# DOCUMENT SEGMENT

## BEGIN

Crawford School of Public Policy | Arndt-Corden Department of Economics | Indonesia Project

Event details

Indonesia Study Group

Date & time

Wednesday 12 December 2018
12.30pm–2.00pm

Venue

Lt 1.04, Coombs Extension #8, Fellows Road, ANU

Speaker

Greg Fealy (ANU)

Contacts

ANU Indonesia Project
+61261255954

When two pro-ISIS families launched suicide bombings on Surabaya churches and police facilities in May 2018, killing 28 people, they were not primarily driven by a desire to support the faltering Islamic State in Syria and Iraq or fellow jihadists who had recently rioted in a police detention centre in Jakarta.

They had come to believe that the world would soon end when a meteor crashed into the planet, blanketing the earth in a ruinous cloud of smoke. This calamity would precipitate the descent to earth of the Mahdi (Saviour) who would defeat Islam’s foes, leading to the Day of Judgement. The jihadist families were convinced that if they didn’t act quickly, events would overtake them and their chance of going to heaven would be lost.

## END

# PROBLEM SET
1: Answer these questions from the event notice:
(a) On what date is the event held?
(b) How many people were killed in the May 2018 Surabaya bombings?
(c) What did the families believe would crash into the planet?
2: Retype the event notice from "They had come" to "would be lost.".
The listing after this event notice comes from a different source.

# INFORMATION SHOWN
## BEGIN

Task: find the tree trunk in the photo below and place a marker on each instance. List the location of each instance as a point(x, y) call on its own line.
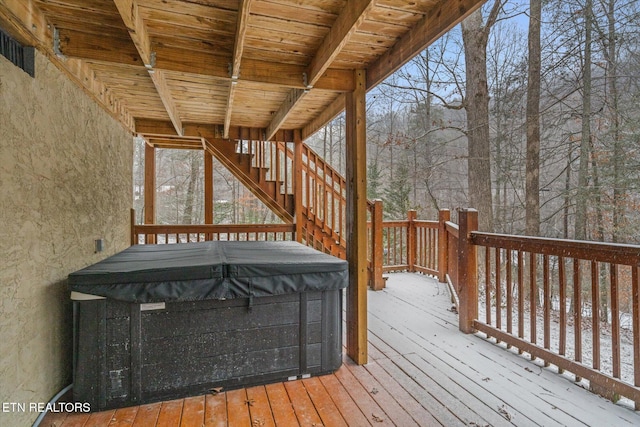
point(532, 186)
point(187, 213)
point(475, 36)
point(583, 171)
point(618, 153)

## END

# FINAL RESULTS
1:
(a) Wednesday 12 December 2018
(b) 28
(c) A meteor

2:
They had come to believe that the world would soon end when a meteor crashed into the planet, blanketing the earth in a ruinous cloud of smoke. This calamity would precipitate the descent to earth of the Mahdi (Saviour) who would defeat Islam’s foes, leading to the Day of Judgement. The jihadist families were convinced that if they didn’t act quickly, events would overtake them and their chance of going to heaven would be lost.